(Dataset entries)
____
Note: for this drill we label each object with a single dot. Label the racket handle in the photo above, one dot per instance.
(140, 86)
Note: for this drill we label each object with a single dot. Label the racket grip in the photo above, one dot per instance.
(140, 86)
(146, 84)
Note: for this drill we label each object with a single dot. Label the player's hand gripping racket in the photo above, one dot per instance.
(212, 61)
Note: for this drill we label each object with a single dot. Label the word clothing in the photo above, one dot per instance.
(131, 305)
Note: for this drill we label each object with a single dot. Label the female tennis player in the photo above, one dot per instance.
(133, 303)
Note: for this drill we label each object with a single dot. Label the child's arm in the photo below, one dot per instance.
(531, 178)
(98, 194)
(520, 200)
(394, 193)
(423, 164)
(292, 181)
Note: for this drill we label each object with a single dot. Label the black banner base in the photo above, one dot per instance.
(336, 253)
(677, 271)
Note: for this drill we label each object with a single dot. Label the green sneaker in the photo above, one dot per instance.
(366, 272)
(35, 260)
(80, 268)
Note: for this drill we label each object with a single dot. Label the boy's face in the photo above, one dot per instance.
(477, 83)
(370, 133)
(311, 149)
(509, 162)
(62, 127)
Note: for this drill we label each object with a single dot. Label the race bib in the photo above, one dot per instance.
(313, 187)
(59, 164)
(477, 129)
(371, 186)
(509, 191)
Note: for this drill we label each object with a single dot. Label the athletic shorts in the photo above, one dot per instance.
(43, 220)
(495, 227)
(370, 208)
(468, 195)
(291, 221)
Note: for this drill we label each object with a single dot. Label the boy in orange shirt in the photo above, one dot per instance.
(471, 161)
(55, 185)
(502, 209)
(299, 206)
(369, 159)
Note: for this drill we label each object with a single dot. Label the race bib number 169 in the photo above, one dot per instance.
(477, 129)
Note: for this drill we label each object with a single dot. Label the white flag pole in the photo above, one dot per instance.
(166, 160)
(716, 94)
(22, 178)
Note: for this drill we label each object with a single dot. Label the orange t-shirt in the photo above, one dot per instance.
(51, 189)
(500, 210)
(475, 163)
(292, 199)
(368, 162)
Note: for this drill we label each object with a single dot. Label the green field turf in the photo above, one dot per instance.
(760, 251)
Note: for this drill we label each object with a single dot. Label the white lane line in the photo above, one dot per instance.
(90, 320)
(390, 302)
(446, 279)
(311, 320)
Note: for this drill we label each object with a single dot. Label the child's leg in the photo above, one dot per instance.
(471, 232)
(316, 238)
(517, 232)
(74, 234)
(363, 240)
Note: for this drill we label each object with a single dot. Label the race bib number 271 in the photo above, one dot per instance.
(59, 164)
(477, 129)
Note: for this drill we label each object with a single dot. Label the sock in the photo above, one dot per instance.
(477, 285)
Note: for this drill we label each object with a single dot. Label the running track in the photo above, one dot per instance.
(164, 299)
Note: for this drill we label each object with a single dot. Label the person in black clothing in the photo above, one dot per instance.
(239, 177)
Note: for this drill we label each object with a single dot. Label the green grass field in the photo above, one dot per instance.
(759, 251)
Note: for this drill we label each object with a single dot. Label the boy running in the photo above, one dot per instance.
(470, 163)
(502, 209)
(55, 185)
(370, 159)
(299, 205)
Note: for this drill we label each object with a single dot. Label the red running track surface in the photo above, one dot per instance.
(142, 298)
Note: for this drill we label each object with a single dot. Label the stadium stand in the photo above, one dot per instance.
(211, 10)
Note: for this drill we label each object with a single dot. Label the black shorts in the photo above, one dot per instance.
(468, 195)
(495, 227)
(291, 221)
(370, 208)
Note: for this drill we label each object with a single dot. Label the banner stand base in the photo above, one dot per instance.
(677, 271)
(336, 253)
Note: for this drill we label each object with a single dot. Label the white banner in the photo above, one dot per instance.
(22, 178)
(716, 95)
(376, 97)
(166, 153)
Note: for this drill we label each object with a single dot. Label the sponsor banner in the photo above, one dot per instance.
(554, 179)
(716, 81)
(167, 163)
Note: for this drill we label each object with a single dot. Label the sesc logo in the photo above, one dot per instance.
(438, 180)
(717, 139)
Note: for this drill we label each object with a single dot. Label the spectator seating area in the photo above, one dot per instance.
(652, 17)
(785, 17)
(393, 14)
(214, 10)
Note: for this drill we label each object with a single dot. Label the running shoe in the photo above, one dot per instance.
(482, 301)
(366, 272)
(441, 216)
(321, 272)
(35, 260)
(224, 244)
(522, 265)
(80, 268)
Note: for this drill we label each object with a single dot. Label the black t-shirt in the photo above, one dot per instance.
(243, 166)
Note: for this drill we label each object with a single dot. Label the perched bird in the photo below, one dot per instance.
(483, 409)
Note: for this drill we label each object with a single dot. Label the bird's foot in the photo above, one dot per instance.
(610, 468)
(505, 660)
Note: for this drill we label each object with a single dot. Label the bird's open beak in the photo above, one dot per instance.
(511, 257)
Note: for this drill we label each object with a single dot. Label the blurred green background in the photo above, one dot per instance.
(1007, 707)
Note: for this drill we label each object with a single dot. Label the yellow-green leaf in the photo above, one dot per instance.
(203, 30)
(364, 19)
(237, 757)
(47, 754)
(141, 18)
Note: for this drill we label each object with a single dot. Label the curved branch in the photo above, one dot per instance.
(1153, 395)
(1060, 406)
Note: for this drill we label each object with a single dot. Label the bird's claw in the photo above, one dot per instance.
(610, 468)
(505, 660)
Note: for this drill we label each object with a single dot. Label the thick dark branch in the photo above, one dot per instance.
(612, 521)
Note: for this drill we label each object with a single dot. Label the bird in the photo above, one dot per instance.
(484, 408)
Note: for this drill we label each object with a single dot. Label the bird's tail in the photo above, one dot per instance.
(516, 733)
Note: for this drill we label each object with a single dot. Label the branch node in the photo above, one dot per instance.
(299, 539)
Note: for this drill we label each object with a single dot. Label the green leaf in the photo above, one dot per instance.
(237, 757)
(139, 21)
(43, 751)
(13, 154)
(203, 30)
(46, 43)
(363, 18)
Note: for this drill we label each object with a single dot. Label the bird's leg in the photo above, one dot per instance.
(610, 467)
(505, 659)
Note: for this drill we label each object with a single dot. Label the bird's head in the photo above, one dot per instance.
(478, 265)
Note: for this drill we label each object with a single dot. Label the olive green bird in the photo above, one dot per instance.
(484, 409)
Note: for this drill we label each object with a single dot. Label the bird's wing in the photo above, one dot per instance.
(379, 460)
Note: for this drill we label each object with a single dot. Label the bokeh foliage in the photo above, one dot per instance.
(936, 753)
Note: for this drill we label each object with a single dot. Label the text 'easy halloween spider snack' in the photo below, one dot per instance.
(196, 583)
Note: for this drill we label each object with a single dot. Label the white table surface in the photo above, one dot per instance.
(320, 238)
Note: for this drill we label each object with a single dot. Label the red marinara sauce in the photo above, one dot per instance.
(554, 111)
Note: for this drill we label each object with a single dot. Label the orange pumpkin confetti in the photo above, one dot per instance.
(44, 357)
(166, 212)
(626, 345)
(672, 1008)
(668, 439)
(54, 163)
____
## Task directions
Write the data out again in full. Match it word for word.

## Response
Note: for this drill we label each object with a single dot. Label the racket handle in the photo above, one dot per instance.
(140, 86)
Note: for this drill we label each object with a single dot. Label the racket grip in the photo above, one dot per instance.
(140, 86)
(146, 84)
Note: for this drill we label each object with a single dot. Label the player's hand gripping racket in the photo above, one dot per instance.
(212, 61)
Note: for this drill we label each object with a single dot. Label the word clothing in the photo above, one dot per instance.
(131, 305)
Note: for this drill we label each object with a single dot. Label the female tennis player in the photo above, one dot per instance.
(133, 303)
Note: for this drill we label each object with a single dot. Label the child's arm in the photo below, one dot per instance.
(531, 178)
(98, 194)
(520, 200)
(394, 193)
(423, 164)
(292, 181)
Note: for this drill we label each object with a single dot. Label the black banner base in the photo above, one dot per instance.
(336, 253)
(677, 271)
Note: for this drill we label each object with a single dot. Label the green sneaker in the photo above, one dot per instance.
(366, 272)
(35, 260)
(80, 268)
Note: for this drill we label each object with a single dot. Label the boy's face in the photo above, one dot per instance.
(477, 83)
(370, 133)
(311, 149)
(509, 162)
(62, 127)
Note: for this drill we label each object with a single dot. Label the race bib in the photo above, one dot per instance.
(313, 187)
(59, 164)
(477, 129)
(371, 186)
(509, 191)
Note: for this drill we label each object with a single dot. Label the athletic shorts in the photo above, one dot per instance.
(43, 220)
(495, 227)
(370, 208)
(468, 195)
(291, 221)
Note: for this drill we label each object with a single dot. Label the boy in orange shirt in the photo above, one dot per instance.
(471, 161)
(55, 185)
(502, 209)
(299, 206)
(369, 159)
Note: for this drill we label each object with a single dot. Label the race bib number 169 in the photo above, one dot per instance.
(477, 129)
Note: for this drill we label each object with a single dot. Label the white flag pole in the photo above, one dot per instance.
(166, 160)
(716, 94)
(22, 178)
Note: for this drill we label each object with a single dot. Label the orange t-shirt in the photo above, one dot per instance.
(51, 189)
(500, 210)
(475, 163)
(292, 199)
(368, 162)
Note: for this drill we label each object with a single dot. Label the green field turf in the photo above, one dot per instance.
(760, 251)
Note: for this drill we label each object with a single dot. Label the white lane line in the photo above, one dot per instance.
(90, 320)
(390, 302)
(446, 279)
(311, 320)
Note: for this drill we label each object with a single dot. Label the child's leg in the photo above, one dot per instance.
(471, 232)
(316, 238)
(517, 232)
(74, 234)
(363, 240)
Note: for this drill we label each object with a single dot. Label the race bib number 271 in the photo above, one dot per instance.
(59, 164)
(477, 129)
Note: for this drill we label each object with a single dot. Label the sock in the photo above, one dot per instance.
(477, 285)
Note: for this drill we label each object with a single dot. Label the running track in the photo above, one dot per instance.
(164, 299)
Note: for this drill we label each object with a single dot. Label the person in black clothing in the photo above, one dot per instance.
(239, 177)
Note: for this drill we label each object with a single dot. Label the green grass field in the photo above, one dot per instance.
(759, 251)
Note: for this drill we label each object with a single dot. Label the boy running in the photo above, one dot per instance.
(470, 163)
(502, 209)
(55, 185)
(370, 159)
(299, 205)
Note: for this drill we label each object with a single dot. Label the red running track surface in the photo above, one dot per instance.
(142, 298)
Note: for this drill we label each object with a single dot. Label the stadium stand in the photo above, one dot per instance.
(211, 10)
Note: for this drill we label each object with a single dot. Label the black shorts in the photo above, one dot per instance.
(468, 195)
(495, 227)
(291, 221)
(370, 208)
Note: for this drill we label each object with a single dot. Label the banner stand base in the photo above, one dot per instance.
(677, 271)
(336, 253)
Note: for this drill we label each object with a single dot. Label the white banner in the photo above, one dot per instance.
(22, 178)
(716, 95)
(376, 97)
(166, 153)
Note: for this drill we label each object with a single dot. Label the sponsor banner in the photo above, one dot per instance.
(554, 179)
(716, 81)
(167, 163)
Note: for this drill we label each object with a single dot. Label the sesc logo in the photo above, one dot per instance.
(438, 180)
(717, 139)
Note: for this drill we label each object with a single dot. Label the spectator seating area in the photo above, one dot per instance.
(652, 17)
(785, 17)
(393, 14)
(214, 10)
Note: for this drill we label each object with a single dot. Label the running shoe in the photo above, one dot per instance.
(482, 301)
(366, 272)
(441, 216)
(321, 272)
(35, 260)
(224, 244)
(522, 265)
(80, 268)
Note: for this drill we label each object with a single dot. Label the black t-shirt in the photo above, one dot per instance.
(243, 166)
Note: for this drill we label each object with a single dot. Label the perched bird in the photo below, one dot per instance.
(483, 409)
Note: for this drill we label each object with a single dot. Label the bird's foot in the photo above, one dot per instance.
(610, 468)
(505, 660)
Note: for this drill we label each object with a single dot. Label the bird's open beak in the photo above, one dot per instance.
(511, 257)
Note: for this drill we label each object with a single dot. Label the blurred green background in the photo above, one dot per instance.
(1007, 707)
Note: for this drill we label each object with a single dot. Label the yellow-green leaf in the photo above, one dot per instance.
(203, 30)
(364, 19)
(237, 757)
(47, 754)
(141, 18)
Note: for this drill we label each object with a single dot. Label the curved branch in the photo above, one dot per instance.
(1153, 395)
(1060, 406)
Note: for this drill we label each object with a single dot. Label the bird's claw in the photo above, one dot per instance.
(610, 468)
(505, 660)
Note: for this drill we label each object with a single dot. Label the thick dark branch in the photo above, one dot per instance.
(612, 521)
Note: for this drill we label each object with a single dot. Label the bird in the photo above, one dot per instance.
(484, 408)
Note: for this drill we label each object with a single dot. Label the bird's tail in the photo above, one dot per instance.
(516, 733)
Note: for this drill we label each object with a single dot. Label the branch node in the photo above, one dot per instance.
(299, 539)
Note: for this drill we label each object with a single dot. Label the green leaf in the photo above, one dot per instance.
(237, 757)
(139, 21)
(43, 751)
(13, 154)
(203, 30)
(46, 43)
(363, 18)
Note: for this drill we label each object with a single dot. Label the bird's leg in the photo above, one dot per instance.
(610, 467)
(505, 659)
Note: for this drill we label each object with a single dot. Label the bird's head in the photo above, one dot per instance.
(478, 265)
Note: for this drill we label each object with a single dot. Label the olive green bird in the photo above, one dot per instance.
(484, 409)
Note: for this drill we label each object with a single dot. Label the bird's wing in the photo above, one dot per instance.
(379, 460)
Note: for this drill we label each object with a single dot. Label the bokeh foliage in the photo above, one dot per instance.
(936, 753)
Note: for this drill we label each object with a single dot. Label the text 'easy halloween spider snack' in the photo below, one dot per instance.
(196, 583)
Note: for this drill we label each object with a single dot. Label the white table surface in the photo above, one dot per instance.
(320, 238)
Note: for this drill we label each object with a single dot. Label the red marinara sauce in the photo above, one dot per instance.
(554, 111)
Note: for this drill we label each object with a single dot. Label the orange pumpkin confetti in the photo above, one dot per instance.
(44, 357)
(166, 212)
(626, 345)
(672, 1008)
(668, 439)
(54, 163)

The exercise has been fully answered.